Problem ▸ Rename "Sample" to "Reference" in the lines running from the line with "Exercise. Mark every instance of the cow's back" up to and including the last line of the items. Return only those lines, with everything else unchanged.

Items from a pointing dataset ▸

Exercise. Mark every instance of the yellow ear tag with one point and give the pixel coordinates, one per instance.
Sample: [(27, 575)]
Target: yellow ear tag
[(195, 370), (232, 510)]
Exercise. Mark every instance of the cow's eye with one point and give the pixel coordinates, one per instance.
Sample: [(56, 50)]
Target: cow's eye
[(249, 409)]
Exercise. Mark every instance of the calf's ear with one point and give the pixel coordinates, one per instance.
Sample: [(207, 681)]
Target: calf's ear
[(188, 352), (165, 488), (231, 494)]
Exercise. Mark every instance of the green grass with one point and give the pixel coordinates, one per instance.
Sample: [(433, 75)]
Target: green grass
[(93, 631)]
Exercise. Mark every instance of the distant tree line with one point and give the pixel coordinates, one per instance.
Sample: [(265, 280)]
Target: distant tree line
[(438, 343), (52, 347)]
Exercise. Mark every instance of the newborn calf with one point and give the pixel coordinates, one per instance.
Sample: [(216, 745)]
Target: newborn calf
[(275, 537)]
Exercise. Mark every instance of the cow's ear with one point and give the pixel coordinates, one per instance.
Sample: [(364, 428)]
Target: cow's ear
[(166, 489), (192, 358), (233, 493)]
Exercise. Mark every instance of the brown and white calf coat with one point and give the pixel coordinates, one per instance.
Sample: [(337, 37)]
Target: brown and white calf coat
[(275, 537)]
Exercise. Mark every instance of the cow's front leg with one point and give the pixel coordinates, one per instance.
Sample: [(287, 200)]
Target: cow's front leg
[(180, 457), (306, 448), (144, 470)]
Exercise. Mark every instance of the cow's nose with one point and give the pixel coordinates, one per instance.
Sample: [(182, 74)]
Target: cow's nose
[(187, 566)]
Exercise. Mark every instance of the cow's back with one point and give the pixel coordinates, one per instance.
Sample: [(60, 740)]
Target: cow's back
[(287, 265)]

Written solution ▸
Exercise. Mark every instance of the cow's back with one point and give the pixel coordinates, one per instance.
Reference: [(60, 740)]
Target: cow's back
[(287, 265)]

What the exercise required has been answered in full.